* Saved entries:

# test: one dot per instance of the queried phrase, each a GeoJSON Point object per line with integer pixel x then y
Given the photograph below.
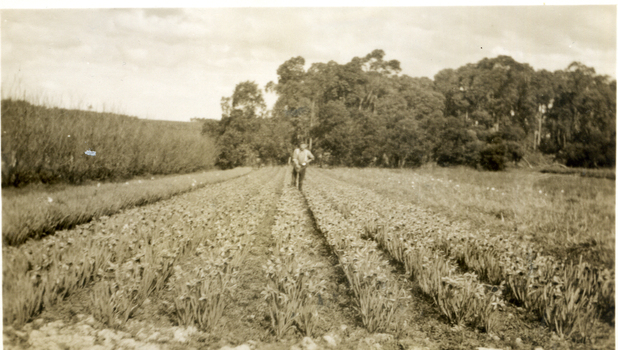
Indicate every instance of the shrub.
{"type": "Point", "coordinates": [493, 157]}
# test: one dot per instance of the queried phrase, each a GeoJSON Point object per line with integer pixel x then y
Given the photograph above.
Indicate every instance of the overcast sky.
{"type": "Point", "coordinates": [176, 64]}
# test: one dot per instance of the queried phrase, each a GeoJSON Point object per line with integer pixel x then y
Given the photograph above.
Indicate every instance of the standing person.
{"type": "Point", "coordinates": [301, 159]}
{"type": "Point", "coordinates": [293, 160]}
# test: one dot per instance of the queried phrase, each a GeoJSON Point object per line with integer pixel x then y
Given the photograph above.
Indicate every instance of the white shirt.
{"type": "Point", "coordinates": [301, 157]}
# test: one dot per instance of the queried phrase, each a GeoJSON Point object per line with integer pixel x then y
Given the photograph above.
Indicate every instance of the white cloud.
{"type": "Point", "coordinates": [178, 63]}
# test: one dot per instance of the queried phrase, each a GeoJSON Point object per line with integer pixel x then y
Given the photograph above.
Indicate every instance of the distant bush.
{"type": "Point", "coordinates": [609, 173]}
{"type": "Point", "coordinates": [41, 144]}
{"type": "Point", "coordinates": [493, 157]}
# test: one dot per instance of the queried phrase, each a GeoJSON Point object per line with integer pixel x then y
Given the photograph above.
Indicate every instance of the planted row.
{"type": "Point", "coordinates": [378, 295]}
{"type": "Point", "coordinates": [567, 297]}
{"type": "Point", "coordinates": [459, 297]}
{"type": "Point", "coordinates": [143, 243]}
{"type": "Point", "coordinates": [206, 282]}
{"type": "Point", "coordinates": [293, 288]}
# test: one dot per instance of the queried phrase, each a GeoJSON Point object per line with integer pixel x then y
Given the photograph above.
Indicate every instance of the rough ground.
{"type": "Point", "coordinates": [264, 198]}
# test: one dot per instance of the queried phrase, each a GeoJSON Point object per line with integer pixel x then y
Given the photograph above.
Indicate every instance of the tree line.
{"type": "Point", "coordinates": [366, 113]}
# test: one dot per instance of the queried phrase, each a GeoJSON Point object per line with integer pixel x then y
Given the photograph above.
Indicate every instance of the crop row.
{"type": "Point", "coordinates": [459, 297]}
{"type": "Point", "coordinates": [129, 255]}
{"type": "Point", "coordinates": [293, 289]}
{"type": "Point", "coordinates": [204, 284]}
{"type": "Point", "coordinates": [378, 295]}
{"type": "Point", "coordinates": [567, 297]}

* Task instructions: Retype the records exactly. Any image in them should not appear in what you write.

* Answer:
# test: one dot per instance of the queried phrase, each a GeoJSON Point object per line with integer pixel x then y
Given the photograph below.
Indicate every instance of the shrub.
{"type": "Point", "coordinates": [493, 157]}
# test: one dot per instance of the queried phrase, each a GeoJSON Point object per line with integer pixel x then y
Given the photograph above.
Indicate every instance of the overcast sky.
{"type": "Point", "coordinates": [176, 64]}
# test: one dot per instance of the queried phrase, each a GeoJSON Point object per line with integer pixel x then y
Given the photograph above.
Indicate every instance of the standing person.
{"type": "Point", "coordinates": [301, 159]}
{"type": "Point", "coordinates": [293, 160]}
# test: one dot per instance of the queried phrase, each a GeoJSON Point object per line with integer pixel x then y
Given the photograph above.
Indicate every instance of the white shirt.
{"type": "Point", "coordinates": [301, 157]}
# test: one dot per instance of the queried phrase, each a GeoJSON Point object per line with integer pixel x then y
Given the photograph above.
Indicate every instance of the white cloud.
{"type": "Point", "coordinates": [178, 63]}
# test: one dot per instance of the queried phrase, each a GeoJSON Point object per line with integer pixel x then y
Given the photograph above.
Indicate every instance of the distant bush.
{"type": "Point", "coordinates": [609, 173]}
{"type": "Point", "coordinates": [41, 144]}
{"type": "Point", "coordinates": [493, 157]}
# test: one dot per instance of the queried phrase, each a GeoJSON Point object per line with integer pixel x then y
Given the photograph above.
Indicate every instance of the planted row.
{"type": "Point", "coordinates": [378, 295]}
{"type": "Point", "coordinates": [567, 297]}
{"type": "Point", "coordinates": [459, 297]}
{"type": "Point", "coordinates": [143, 243]}
{"type": "Point", "coordinates": [206, 282]}
{"type": "Point", "coordinates": [293, 288]}
# test: one dot per instance of the queried phrase, each a GeoJSON Point object per line with integer pixel x then y
Given the photograph above.
Indicate every instance of the rough ground.
{"type": "Point", "coordinates": [264, 198]}
# test: one dot per instance of the queried phrase, each a GeoJSON Point object per line with integer pixel x then y
Given the photograph above.
Indicate every instance of the tree line.
{"type": "Point", "coordinates": [366, 113]}
# test: one dot per instance of the queried phrase, each a GeoJSON Point object per line with integer pixel x then y
Given the photograph above.
Indicate every instance of the crop row.
{"type": "Point", "coordinates": [459, 297]}
{"type": "Point", "coordinates": [129, 255]}
{"type": "Point", "coordinates": [293, 289]}
{"type": "Point", "coordinates": [204, 284]}
{"type": "Point", "coordinates": [378, 295]}
{"type": "Point", "coordinates": [567, 297]}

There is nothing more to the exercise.